__GIVEN PROBLEM__:
Copy the lines below verbatim, but only from the line containing "find the power" through the end of the data.

__RAW RECORDS__:
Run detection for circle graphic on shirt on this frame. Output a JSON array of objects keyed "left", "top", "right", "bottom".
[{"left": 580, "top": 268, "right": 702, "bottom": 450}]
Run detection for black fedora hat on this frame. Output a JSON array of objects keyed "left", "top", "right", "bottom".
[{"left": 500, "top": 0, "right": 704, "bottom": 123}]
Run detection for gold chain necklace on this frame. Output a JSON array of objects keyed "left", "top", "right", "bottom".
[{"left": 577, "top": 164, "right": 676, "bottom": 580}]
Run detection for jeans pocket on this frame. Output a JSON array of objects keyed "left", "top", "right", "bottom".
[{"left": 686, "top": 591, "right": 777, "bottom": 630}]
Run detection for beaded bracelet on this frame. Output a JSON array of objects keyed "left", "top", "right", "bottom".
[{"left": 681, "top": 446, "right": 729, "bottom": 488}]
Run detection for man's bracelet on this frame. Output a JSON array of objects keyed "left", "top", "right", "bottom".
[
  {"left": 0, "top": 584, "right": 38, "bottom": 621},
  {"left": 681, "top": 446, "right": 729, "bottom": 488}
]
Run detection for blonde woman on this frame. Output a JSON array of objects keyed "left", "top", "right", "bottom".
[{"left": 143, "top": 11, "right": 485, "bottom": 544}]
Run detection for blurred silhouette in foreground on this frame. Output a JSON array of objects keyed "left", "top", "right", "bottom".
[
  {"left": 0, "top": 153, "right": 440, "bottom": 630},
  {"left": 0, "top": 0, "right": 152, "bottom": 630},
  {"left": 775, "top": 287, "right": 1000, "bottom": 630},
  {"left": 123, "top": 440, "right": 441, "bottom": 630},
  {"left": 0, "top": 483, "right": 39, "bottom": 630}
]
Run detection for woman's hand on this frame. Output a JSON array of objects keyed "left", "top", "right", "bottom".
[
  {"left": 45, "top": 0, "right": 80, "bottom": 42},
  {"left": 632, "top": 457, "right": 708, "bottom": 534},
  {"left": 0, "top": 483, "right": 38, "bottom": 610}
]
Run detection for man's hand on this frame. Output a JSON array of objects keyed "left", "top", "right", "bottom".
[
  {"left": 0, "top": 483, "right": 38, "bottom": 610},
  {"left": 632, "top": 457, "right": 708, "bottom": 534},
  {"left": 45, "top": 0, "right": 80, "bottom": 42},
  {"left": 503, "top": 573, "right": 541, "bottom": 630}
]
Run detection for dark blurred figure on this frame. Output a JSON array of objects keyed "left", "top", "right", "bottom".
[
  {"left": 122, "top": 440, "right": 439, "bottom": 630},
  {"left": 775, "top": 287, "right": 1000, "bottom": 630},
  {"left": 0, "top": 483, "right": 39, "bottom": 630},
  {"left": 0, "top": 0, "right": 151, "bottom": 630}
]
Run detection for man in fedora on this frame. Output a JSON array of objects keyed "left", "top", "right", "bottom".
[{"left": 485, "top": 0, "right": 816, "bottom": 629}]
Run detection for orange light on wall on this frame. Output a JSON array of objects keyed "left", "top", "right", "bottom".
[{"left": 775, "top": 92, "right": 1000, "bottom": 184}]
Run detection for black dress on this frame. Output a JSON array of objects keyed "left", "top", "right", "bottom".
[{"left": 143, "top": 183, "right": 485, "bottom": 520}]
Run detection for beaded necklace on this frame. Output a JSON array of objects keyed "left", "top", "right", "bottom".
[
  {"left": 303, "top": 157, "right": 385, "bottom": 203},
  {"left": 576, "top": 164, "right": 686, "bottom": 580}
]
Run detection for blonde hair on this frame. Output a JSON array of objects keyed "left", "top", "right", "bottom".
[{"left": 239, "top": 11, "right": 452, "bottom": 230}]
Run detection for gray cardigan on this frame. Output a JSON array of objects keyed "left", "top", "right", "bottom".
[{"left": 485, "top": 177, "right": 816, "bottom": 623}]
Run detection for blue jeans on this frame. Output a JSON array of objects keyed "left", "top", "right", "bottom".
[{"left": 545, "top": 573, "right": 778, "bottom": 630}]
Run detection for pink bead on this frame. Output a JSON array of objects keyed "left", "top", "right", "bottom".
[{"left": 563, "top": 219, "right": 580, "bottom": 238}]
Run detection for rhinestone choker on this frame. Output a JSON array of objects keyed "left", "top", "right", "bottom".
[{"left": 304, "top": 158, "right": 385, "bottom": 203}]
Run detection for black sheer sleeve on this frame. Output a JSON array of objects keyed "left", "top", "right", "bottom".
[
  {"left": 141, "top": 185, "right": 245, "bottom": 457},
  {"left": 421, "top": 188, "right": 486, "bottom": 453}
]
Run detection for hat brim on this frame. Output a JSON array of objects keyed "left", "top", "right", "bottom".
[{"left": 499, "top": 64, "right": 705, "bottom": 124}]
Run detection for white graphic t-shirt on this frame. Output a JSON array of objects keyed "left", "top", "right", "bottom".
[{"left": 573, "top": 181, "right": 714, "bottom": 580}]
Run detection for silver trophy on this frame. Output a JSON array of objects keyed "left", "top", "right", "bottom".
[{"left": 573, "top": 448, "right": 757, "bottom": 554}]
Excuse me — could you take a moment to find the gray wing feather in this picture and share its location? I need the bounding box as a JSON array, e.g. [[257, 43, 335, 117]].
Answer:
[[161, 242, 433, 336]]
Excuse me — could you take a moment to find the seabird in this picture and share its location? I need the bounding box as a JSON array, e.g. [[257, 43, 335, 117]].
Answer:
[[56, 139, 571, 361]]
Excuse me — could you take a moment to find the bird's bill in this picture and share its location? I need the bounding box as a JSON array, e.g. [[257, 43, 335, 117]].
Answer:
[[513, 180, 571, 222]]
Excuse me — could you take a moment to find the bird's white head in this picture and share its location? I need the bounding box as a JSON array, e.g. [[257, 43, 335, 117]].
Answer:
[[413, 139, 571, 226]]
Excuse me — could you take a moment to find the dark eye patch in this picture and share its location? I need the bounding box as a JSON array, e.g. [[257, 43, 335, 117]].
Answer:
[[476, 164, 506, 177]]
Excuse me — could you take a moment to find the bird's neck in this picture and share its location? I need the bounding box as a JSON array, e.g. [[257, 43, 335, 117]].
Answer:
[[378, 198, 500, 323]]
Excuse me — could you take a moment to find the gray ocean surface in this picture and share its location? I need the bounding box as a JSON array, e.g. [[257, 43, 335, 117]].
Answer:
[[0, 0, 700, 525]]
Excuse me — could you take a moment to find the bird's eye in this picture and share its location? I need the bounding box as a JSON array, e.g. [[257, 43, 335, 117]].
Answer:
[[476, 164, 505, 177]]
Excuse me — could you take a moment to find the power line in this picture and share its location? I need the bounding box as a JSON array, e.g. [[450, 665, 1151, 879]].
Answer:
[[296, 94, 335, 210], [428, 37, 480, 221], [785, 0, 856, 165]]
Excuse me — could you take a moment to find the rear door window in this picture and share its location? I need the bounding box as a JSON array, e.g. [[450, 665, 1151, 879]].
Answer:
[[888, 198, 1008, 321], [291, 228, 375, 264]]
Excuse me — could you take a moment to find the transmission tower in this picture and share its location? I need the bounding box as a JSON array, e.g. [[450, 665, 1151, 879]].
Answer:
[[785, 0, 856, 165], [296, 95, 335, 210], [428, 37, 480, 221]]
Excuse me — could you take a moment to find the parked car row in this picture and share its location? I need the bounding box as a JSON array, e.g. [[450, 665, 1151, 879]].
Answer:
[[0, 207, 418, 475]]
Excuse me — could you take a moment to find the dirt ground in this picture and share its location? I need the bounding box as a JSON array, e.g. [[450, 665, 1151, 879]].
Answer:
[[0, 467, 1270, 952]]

__OUTPUT FOR THIS EXERCISE__:
Excuse me — could you take a moment to find the power line in this picture and share its location? I need the bounding box as a JSON array, e.g. [[450, 665, 1151, 879]].
Answer:
[[296, 94, 335, 210], [428, 37, 480, 221], [785, 0, 856, 165]]
Excuse me — could you take a moment to find the rear door window in this picture and share its location? I need the bounding box as a JSON array, e.g. [[450, 665, 1151, 879]].
Answer:
[[888, 198, 1008, 321], [291, 228, 375, 264]]
Excuse me — could you take a moment to find the transmission tower in this picture and share its location? I need the bounding box as a JSON array, e.g. [[450, 665, 1151, 879]].
Answer:
[[785, 0, 856, 165], [296, 95, 335, 210], [428, 37, 480, 221]]
Excuse me — could you take a moment to find the parked car row in this picture and share its location? I need the bounding box as a JSON array, e.g. [[450, 665, 1151, 879]].
Answer:
[[0, 207, 418, 475]]
Excuse me — could you take a moment to find the dirt ground in this picture and share its location? I need the bounding box as a JSON array, e.g. [[450, 665, 1151, 879]].
Answer:
[[0, 467, 1270, 952]]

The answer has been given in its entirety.